--- What this task involves ---
Nothing but the lines from the one containing "Query: lion statue" through the last line should be written out, please, exactly as they stand.

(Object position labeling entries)
↓

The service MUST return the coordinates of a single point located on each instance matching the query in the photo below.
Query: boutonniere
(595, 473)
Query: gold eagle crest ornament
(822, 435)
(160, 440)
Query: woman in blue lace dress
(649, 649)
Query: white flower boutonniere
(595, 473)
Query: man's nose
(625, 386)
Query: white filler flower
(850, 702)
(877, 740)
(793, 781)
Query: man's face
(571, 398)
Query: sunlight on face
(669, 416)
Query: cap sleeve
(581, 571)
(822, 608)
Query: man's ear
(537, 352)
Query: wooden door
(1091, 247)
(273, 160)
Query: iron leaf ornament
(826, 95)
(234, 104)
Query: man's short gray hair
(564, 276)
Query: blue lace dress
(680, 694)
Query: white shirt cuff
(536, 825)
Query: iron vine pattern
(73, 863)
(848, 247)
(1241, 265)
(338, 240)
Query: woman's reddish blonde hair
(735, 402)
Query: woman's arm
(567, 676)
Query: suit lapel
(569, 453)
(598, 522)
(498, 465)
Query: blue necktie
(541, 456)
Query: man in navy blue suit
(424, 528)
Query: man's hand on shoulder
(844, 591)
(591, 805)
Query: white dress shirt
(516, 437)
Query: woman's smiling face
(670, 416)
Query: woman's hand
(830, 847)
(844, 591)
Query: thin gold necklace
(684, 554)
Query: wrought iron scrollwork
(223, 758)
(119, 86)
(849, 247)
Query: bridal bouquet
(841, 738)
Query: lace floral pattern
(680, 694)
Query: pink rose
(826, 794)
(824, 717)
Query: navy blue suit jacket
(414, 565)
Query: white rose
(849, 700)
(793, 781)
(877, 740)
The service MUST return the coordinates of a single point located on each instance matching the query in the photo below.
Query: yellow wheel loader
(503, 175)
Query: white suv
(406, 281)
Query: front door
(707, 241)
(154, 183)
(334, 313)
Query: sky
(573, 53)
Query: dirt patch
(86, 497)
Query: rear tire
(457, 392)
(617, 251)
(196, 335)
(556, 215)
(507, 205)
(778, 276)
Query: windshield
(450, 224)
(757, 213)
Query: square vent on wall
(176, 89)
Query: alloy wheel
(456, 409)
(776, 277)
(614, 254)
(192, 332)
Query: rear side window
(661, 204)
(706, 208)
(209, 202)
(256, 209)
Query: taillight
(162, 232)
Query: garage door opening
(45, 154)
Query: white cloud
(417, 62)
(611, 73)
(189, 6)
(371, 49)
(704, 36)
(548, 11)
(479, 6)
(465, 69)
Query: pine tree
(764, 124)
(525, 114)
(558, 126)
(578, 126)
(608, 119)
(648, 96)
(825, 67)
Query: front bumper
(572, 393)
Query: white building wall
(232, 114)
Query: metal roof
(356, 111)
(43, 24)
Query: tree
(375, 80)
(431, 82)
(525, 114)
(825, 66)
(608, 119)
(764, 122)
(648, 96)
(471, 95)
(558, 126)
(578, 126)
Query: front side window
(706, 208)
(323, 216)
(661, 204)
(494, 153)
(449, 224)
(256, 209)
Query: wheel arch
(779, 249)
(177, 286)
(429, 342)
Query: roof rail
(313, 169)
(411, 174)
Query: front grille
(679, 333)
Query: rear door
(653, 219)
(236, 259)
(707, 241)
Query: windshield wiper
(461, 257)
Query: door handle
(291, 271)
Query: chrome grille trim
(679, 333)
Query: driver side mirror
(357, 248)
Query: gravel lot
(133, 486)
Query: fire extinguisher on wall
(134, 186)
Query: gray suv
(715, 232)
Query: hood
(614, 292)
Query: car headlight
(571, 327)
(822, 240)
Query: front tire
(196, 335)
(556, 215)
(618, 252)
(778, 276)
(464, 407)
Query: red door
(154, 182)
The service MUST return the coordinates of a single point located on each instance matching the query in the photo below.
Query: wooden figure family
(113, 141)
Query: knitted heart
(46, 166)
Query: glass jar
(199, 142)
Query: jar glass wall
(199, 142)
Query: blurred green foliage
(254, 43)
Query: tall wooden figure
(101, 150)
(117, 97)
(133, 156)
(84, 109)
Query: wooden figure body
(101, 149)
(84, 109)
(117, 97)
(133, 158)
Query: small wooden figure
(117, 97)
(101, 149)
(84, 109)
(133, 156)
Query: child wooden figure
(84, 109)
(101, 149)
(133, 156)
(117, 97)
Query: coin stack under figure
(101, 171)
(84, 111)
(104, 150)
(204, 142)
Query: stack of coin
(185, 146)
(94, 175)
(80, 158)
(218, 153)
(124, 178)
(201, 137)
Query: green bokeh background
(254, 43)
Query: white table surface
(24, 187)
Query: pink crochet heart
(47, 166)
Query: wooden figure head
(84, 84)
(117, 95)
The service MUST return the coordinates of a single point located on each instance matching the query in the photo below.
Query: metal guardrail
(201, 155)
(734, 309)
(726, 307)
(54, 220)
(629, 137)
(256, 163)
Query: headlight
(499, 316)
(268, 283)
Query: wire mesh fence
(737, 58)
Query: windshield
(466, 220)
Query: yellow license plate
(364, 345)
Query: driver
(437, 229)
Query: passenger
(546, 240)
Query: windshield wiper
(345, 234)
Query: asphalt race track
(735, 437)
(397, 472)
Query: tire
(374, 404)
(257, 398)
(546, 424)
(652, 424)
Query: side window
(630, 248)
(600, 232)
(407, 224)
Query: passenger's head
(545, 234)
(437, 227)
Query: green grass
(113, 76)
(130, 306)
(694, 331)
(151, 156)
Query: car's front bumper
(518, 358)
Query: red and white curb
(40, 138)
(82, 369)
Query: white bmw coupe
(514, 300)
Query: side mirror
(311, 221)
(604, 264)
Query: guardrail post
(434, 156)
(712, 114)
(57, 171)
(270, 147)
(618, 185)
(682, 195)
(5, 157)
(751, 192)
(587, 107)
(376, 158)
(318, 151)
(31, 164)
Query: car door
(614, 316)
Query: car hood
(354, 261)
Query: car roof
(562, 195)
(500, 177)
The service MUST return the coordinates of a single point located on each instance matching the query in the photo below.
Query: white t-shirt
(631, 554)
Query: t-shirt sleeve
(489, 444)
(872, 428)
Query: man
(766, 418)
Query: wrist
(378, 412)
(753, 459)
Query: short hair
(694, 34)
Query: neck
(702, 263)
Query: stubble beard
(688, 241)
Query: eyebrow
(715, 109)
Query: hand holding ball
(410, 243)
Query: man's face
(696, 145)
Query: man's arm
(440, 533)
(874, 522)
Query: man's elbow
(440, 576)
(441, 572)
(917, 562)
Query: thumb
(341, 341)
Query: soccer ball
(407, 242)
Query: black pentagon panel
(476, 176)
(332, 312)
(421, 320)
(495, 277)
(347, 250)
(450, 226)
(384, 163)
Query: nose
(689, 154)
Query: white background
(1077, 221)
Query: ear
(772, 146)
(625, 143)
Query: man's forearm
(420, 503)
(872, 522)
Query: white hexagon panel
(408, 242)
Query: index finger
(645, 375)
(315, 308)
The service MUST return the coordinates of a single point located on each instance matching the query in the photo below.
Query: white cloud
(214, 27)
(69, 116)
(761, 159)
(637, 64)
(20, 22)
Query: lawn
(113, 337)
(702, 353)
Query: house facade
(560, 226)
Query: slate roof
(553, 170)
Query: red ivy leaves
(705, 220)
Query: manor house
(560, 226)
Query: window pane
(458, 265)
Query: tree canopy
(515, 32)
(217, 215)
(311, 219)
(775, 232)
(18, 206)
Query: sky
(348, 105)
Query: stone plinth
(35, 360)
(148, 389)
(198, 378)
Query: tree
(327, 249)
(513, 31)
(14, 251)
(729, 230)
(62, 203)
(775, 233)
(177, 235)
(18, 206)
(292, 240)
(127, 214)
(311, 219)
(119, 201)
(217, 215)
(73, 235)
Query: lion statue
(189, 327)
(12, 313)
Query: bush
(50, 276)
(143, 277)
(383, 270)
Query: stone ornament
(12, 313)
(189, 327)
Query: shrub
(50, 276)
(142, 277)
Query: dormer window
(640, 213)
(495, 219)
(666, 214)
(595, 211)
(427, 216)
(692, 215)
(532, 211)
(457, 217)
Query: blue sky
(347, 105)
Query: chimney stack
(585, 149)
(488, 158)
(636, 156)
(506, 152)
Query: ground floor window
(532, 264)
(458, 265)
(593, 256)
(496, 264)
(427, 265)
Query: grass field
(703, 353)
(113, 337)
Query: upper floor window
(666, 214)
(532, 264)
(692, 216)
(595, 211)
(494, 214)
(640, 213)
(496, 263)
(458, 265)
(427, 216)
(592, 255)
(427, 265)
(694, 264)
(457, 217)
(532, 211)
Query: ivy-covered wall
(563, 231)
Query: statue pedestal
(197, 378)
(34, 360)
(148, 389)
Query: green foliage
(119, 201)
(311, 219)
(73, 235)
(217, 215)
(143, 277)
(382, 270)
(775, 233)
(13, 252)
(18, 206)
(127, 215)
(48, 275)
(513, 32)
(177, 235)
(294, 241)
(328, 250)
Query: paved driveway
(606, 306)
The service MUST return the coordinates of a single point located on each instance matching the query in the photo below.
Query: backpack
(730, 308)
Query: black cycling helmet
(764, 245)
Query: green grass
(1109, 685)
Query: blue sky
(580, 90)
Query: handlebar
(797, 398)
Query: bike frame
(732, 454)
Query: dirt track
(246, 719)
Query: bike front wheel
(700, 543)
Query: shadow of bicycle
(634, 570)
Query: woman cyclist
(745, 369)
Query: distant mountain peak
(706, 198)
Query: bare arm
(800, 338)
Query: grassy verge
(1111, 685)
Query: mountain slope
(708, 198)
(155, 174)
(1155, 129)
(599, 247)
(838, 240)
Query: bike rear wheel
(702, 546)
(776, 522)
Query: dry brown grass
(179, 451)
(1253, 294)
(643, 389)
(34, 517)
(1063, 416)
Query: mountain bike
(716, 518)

↑

--- Worked answer ---
Query: lion statue
(189, 327)
(12, 313)
Query: bush
(50, 276)
(143, 277)
(383, 270)
Query: stone ornament
(12, 313)
(189, 327)
Query: shrub
(50, 276)
(142, 277)
Query: dormer window
(640, 213)
(495, 219)
(666, 214)
(595, 211)
(427, 216)
(692, 215)
(532, 211)
(457, 217)
Query: blue sky
(347, 105)
Query: chimney stack
(585, 149)
(488, 158)
(636, 156)
(506, 152)
Query: ground floor window
(532, 264)
(458, 265)
(593, 256)
(496, 264)
(427, 265)
Query: grass field
(703, 353)
(113, 337)
Query: upper floor window
(666, 214)
(532, 264)
(692, 216)
(595, 211)
(494, 214)
(640, 213)
(496, 263)
(458, 265)
(427, 216)
(592, 255)
(427, 265)
(694, 264)
(457, 217)
(532, 211)
Query: ivy-covered wall
(563, 231)
Query: statue pedestal
(197, 378)
(34, 360)
(148, 389)
Query: green foliage
(119, 201)
(311, 219)
(73, 235)
(217, 215)
(143, 277)
(382, 270)
(775, 233)
(13, 252)
(18, 206)
(127, 215)
(48, 275)
(513, 32)
(177, 235)
(294, 241)
(328, 250)
Query: paved driveway
(606, 306)
The service MUST return the coordinates of a single point located on each instance matching the query in the photo below.
Query: backpack
(730, 308)
Query: black cycling helmet
(764, 245)
Query: green grass
(1109, 685)
Query: blue sky
(580, 90)
Query: handlebar
(797, 398)
Query: bike frame
(732, 454)
Query: dirt track
(246, 719)
Query: bike front wheel
(700, 543)
Query: shadow of bicycle
(634, 570)
Query: woman cyclist
(745, 369)
Query: distant mountain peak
(706, 198)
Query: bare arm
(800, 338)
Query: grassy verge
(1111, 685)
Query: mountain slope
(708, 198)
(155, 174)
(1155, 129)
(599, 247)
(838, 240)
Query: bike rear wheel
(702, 546)
(776, 522)
Query: dry brown grass
(179, 451)
(1253, 294)
(643, 389)
(34, 517)
(1063, 416)
Query: mountain bike
(716, 518)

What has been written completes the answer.